→ Data under study:
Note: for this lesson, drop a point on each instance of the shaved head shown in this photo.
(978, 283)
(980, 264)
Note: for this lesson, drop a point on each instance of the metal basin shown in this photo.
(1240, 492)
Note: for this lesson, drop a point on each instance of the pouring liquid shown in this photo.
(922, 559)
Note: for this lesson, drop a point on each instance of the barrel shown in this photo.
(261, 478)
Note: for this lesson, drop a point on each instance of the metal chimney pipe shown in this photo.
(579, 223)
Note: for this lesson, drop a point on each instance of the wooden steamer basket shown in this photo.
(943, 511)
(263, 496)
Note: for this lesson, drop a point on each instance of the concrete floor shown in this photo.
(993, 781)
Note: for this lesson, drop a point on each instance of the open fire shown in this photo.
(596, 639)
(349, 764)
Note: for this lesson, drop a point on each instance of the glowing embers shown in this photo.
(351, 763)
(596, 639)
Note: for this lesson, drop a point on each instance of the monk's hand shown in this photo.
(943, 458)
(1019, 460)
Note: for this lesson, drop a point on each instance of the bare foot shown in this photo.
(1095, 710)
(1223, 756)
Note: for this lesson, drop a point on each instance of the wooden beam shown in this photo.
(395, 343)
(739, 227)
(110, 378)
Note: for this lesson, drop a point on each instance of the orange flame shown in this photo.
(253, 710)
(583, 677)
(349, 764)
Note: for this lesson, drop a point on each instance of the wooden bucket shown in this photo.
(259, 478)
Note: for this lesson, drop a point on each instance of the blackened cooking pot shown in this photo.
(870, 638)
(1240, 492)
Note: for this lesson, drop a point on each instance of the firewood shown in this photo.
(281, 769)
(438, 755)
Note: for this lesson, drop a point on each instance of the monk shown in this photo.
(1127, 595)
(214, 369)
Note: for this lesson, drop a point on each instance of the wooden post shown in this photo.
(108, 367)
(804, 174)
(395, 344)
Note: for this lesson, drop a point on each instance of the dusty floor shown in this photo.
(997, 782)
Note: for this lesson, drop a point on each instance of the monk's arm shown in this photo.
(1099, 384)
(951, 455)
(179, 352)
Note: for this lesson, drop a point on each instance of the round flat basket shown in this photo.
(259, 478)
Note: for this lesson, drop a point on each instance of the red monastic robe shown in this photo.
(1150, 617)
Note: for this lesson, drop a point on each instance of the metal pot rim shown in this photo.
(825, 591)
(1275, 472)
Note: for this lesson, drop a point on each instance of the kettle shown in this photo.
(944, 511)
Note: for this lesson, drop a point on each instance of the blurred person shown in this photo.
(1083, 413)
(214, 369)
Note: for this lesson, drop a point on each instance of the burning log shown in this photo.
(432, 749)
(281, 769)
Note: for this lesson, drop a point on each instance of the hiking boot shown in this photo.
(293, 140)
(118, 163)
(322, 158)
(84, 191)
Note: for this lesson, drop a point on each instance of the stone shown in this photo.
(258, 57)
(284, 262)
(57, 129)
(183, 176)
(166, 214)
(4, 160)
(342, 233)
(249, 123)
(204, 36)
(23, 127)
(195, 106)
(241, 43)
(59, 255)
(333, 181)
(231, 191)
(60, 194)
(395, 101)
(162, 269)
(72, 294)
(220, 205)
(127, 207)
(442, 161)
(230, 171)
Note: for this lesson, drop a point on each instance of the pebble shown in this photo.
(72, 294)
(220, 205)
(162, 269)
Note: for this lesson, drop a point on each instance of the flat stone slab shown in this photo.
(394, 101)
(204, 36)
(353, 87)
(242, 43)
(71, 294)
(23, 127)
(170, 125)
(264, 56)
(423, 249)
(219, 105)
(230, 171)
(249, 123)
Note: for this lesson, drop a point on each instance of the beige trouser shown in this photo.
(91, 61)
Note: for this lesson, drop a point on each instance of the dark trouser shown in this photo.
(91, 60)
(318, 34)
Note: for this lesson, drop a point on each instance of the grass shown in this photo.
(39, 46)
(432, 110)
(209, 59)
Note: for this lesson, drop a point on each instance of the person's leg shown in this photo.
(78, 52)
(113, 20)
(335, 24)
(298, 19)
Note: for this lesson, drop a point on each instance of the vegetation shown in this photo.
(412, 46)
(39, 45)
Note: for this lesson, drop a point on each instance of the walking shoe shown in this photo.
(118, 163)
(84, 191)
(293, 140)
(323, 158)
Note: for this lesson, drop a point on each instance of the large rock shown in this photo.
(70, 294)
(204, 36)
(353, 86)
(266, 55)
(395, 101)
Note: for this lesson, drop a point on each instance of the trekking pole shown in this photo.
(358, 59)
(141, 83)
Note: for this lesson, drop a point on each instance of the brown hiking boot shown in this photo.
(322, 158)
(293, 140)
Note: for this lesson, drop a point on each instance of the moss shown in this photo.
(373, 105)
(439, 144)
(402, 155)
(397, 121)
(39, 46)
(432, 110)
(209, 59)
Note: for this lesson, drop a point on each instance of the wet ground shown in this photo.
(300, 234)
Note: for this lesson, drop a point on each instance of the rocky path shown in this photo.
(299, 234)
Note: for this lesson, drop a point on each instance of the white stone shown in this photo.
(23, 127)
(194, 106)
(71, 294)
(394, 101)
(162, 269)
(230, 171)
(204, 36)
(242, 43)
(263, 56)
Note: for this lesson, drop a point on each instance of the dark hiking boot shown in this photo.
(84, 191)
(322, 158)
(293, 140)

→ Aim of the exercise: Retype all of the material. Each line must match exactly.

→ Completed task:
Note: for this lesson, drop a point on each instance of the shaved head shown in this photo.
(978, 283)
(980, 264)
Note: for this lesson, drop a point on each instance of the metal basin shown in this photo.
(1240, 492)
Note: for this lesson, drop a point on each instance of the pouring liquid shown in this photo.
(922, 559)
Note: for this lesson, drop a point on each instance of the barrel shown in this photo.
(261, 478)
Note: for this lesson, drop a point on each instance of the metal chimney pipe shown in this photo.
(579, 223)
Note: for this lesson, drop a point on each instance of the wooden steamer basket shown in this photo.
(943, 511)
(263, 496)
Note: for this lesson, drop a point on each instance of the concrete floor shown in this photo.
(993, 781)
Note: for this lesson, drop a point on each instance of the open fire shown in this photo.
(596, 639)
(349, 764)
Note: for this lesson, drop a point on each instance of the glowing embers shown in this photo.
(351, 763)
(596, 639)
Note: for this lesson, drop a point on each instance of the monk's hand shown in this photo.
(943, 458)
(1019, 460)
Note: for this lesson, drop a point on each instance of the bare foot shown in this photo.
(1095, 710)
(1223, 756)
Note: for this lesson, drop a point on each instance of the wooden beam shown in this photo.
(395, 343)
(739, 227)
(110, 378)
Note: for this lesson, drop a point on each instance of the orange flame shown in this photo.
(253, 710)
(583, 677)
(349, 764)
Note: for this lesson, drop a point on each instance of the wooden bucket shown in this photo.
(259, 478)
Note: for this lesson, drop a point on each instance of the blackened cooking pot shown in this photo.
(870, 638)
(1240, 492)
Note: for this lesson, drop a point on each instance of the firewood shown in this photo.
(281, 769)
(438, 755)
Note: for this lesson, drop a point on each instance of the monk shown in this photo.
(1127, 595)
(214, 369)
Note: for this lesson, drop a point on each instance of the wooden post shown in this photo.
(108, 367)
(804, 174)
(395, 344)
Note: for this lesson, drop a point on each instance of the dusty floor shown in this photo.
(997, 782)
Note: for this lesson, drop a point on each instance of the monk's arm shown in this photo.
(1099, 384)
(951, 455)
(179, 352)
Note: for this lesson, drop a point on each instance of the round flat basket shown in this photo.
(259, 478)
Note: for this lesson, drop a point on each instance of the red monastic robe shown in this photo.
(1150, 617)
Note: for this lesson, drop a point on each instance of the metal pot rim shown in this photo.
(825, 591)
(1275, 472)
Note: for this lesson, drop a point on each instance of the kettle shown in this photo.
(944, 511)
Note: for this lesson, drop a point on each instance of the blurred person shown in this photo.
(1083, 413)
(214, 369)
Note: for this lesson, drop a point on each instance of the burning log shown in this photo.
(432, 749)
(281, 769)
Note: for this lesson, drop a point on each instance of the hiking boot shown in this photo.
(293, 140)
(118, 163)
(322, 158)
(84, 191)
Note: for this lesson, drop a point on each instance of the stone shown in this photo.
(258, 57)
(284, 262)
(57, 129)
(183, 176)
(166, 214)
(4, 160)
(342, 233)
(249, 123)
(204, 36)
(23, 127)
(195, 106)
(241, 43)
(59, 255)
(333, 181)
(231, 191)
(60, 194)
(395, 101)
(162, 269)
(72, 294)
(220, 205)
(127, 207)
(442, 161)
(230, 171)
Note: for this lesson, drop a point on each instance of the pebble shown in this photo.
(72, 294)
(220, 205)
(162, 269)
Note: for this lesson, drop a point on each instance of the flat stone slab shown in this photo.
(394, 101)
(204, 36)
(353, 87)
(242, 43)
(71, 294)
(23, 127)
(170, 125)
(264, 56)
(423, 249)
(219, 105)
(230, 171)
(249, 123)
Note: for this lesson, drop a point on each instance of the beige trouser shown in this photo.
(91, 61)
Note: for this lesson, drop a point on each instance of the dark trouser shown in this photo.
(91, 60)
(318, 34)
Note: for this lesson, drop a point on each instance of the grass shown in this photo.
(39, 46)
(432, 110)
(209, 59)
Note: for this lesson, drop a point on each instance of the person's leg shown in this photo.
(78, 52)
(113, 20)
(335, 24)
(298, 19)
Note: for this lesson, drop a point on each instance of the vegetation shown in this photo.
(412, 46)
(39, 45)
Note: for this lesson, drop a point on each instance of the walking shoe shown in this photo.
(118, 163)
(84, 191)
(293, 140)
(323, 158)
Note: for this lesson, drop a point on each instance of the large rock shown in this photo.
(70, 294)
(204, 36)
(353, 86)
(266, 55)
(395, 101)
Note: for this lesson, drop a point on each instance of the trekking pole shown in this photo.
(358, 59)
(141, 83)
Note: for this lesson, drop a point on each instance of the brown hiking boot shown in this photo.
(322, 158)
(293, 140)
Note: for this lesson, drop a point on each instance of the moss shown in this photo.
(373, 105)
(439, 144)
(402, 155)
(397, 121)
(39, 46)
(432, 110)
(209, 59)
Note: for this lesson, drop a point on each instance of the wet ground shown in this photo.
(300, 234)
Note: for this lesson, drop a point on each instance of the rocky path shown in this photo.
(299, 234)
Note: for this lesson, drop a point on each instance of the white stone shown in this photo.
(23, 127)
(194, 106)
(71, 294)
(394, 101)
(162, 269)
(230, 171)
(204, 36)
(242, 43)
(263, 56)
Note: for this lesson, drop a point on each instance of the dark hiking boot shown in this photo.
(84, 191)
(322, 158)
(293, 140)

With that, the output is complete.